Collected data entries
◆ ◆ ◆ ◆ ◆

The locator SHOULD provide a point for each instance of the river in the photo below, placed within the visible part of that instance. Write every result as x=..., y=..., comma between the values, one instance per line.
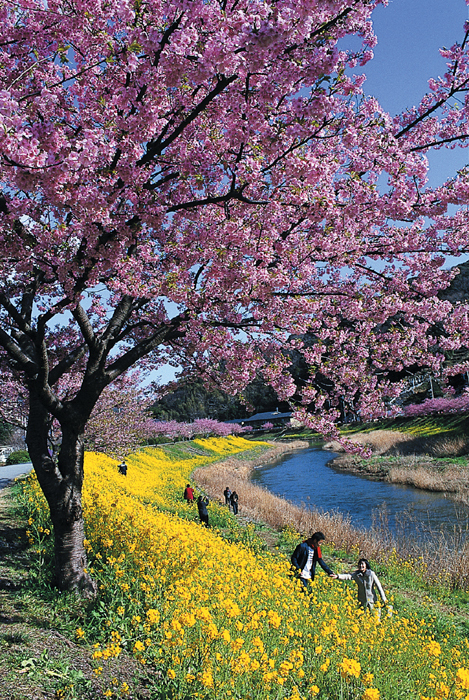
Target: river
x=304, y=478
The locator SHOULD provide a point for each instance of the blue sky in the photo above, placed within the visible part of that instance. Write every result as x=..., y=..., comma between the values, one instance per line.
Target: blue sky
x=410, y=34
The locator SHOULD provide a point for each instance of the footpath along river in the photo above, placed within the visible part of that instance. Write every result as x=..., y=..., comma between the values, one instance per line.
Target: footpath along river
x=304, y=478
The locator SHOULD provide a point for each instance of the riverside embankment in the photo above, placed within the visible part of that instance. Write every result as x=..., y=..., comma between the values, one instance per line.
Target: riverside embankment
x=441, y=552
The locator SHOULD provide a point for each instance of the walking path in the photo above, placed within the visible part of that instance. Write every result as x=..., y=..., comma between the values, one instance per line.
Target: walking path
x=11, y=471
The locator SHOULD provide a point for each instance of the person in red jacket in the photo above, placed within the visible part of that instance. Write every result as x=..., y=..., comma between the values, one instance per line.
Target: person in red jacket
x=189, y=494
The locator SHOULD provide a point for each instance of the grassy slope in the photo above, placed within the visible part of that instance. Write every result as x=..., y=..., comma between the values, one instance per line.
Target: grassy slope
x=39, y=657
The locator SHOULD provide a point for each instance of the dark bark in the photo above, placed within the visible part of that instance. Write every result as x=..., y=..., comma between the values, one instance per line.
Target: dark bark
x=62, y=486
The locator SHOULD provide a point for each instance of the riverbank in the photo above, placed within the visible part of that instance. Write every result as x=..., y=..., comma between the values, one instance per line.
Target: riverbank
x=49, y=641
x=432, y=463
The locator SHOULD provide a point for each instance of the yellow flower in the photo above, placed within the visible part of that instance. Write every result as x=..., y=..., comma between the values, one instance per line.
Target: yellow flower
x=206, y=679
x=371, y=694
x=349, y=668
x=462, y=678
x=153, y=616
x=432, y=648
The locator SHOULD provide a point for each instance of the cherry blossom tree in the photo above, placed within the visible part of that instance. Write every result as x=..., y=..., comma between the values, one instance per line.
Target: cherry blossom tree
x=203, y=182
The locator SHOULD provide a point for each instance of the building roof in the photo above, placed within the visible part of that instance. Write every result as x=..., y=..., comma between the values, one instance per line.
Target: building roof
x=269, y=415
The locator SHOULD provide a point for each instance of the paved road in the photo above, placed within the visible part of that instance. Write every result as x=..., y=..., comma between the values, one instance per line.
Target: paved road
x=10, y=472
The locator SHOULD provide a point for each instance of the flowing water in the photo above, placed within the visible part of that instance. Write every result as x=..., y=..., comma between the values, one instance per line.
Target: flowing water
x=304, y=478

◆ ◆ ◆ ◆ ◆

__Task__:
Write out each entry exactly as given, omitting any picture.

__Written answer__:
The locator SHOULD provide a point for each instance of the river in the photo below, placed within the visible part of that instance. Write every result as x=..., y=..., comma between the values, one instance per line.
Target: river
x=304, y=478
The locator SHOULD provide a point for each instance of the blue sky in the photo above, placed within the visible part of that instance. Write every result as x=..., y=..., comma between the values, one instance per line.
Target: blue sky
x=410, y=34
The locator SHOULD provide a point for each instance of the footpath along river in the photo above, placed within the visible part of that instance. Write every result as x=..., y=..., comma between the values, one instance per line.
Target: footpath along river
x=304, y=478
The locator SHOULD provide a point for each instance of the riverside embankment in the photo above, placed within the visible part of that instance. Write every result as x=..., y=..., comma between the values, one instance per line.
Target: riverside embankment
x=441, y=552
The locator SHOULD provide a point for each instance of the walking path in the photo above, placed within the visible part of that instance. Write every result as x=..., y=..., comma between the values, one instance per line.
Target: walking path
x=11, y=471
The locator SHOULD provide a point for each instance of the person in red jacket in the photo above, placed within the visible part of that instance. Write every result as x=..., y=..., comma between the values, one instance per line.
Target: person in red jacket
x=189, y=494
The locator SHOULD provide a point for each instance of the grassy slope in the photo above, placed within the visible part of that instance. Write every result as x=..., y=..., comma between the values, one instance per line.
Target: grassy slope
x=39, y=657
The locator SHOULD provide a point for each instance of the dark bark in the photo above, placed within the visible part of that instance. Write every result as x=..., y=..., comma between the values, one instance per line.
Target: dark bark
x=62, y=486
The locator SHOULD provide a point for each instance of the riverbank in the photo above, placed within the visible part of that instance. Write every result as x=..., y=..., comma between the values, one instance per line.
Target: riverbank
x=49, y=641
x=432, y=463
The locator SHOULD provide a point for each instance of the yellow flower in the photo above, placed within the visible part of that instance. Write every result as x=..., y=..., comma between the values, one instance per line.
Target: yellow flower
x=206, y=679
x=371, y=694
x=349, y=668
x=462, y=678
x=153, y=616
x=432, y=648
The locator SHOULD provide a point for each instance of the cherry blossom tree in the photo above, placed within the visible part of that instance. Write every result as x=..., y=..., comma between the values, one instance per line.
Target: cherry blossom tree
x=203, y=182
The locator SHOULD provide a point for each instance of the building roof in the photo above, placed within the visible part of that instance. Write every result as x=..., y=..., comma between the values, one instance per line.
Target: building roof
x=269, y=415
The locator SHOULD provide a point for each instance of the paved road in the photo above, placed within the visible part of that instance. Write every result as x=..., y=..., comma between the values, one instance per line.
Target: paved road
x=10, y=472
The locator SHOULD provide a point for each instance of the flowing water in the photo above, placed within the visible part of that instance. Write every result as x=..., y=..., comma between the values, one instance per line.
Target: flowing water
x=304, y=478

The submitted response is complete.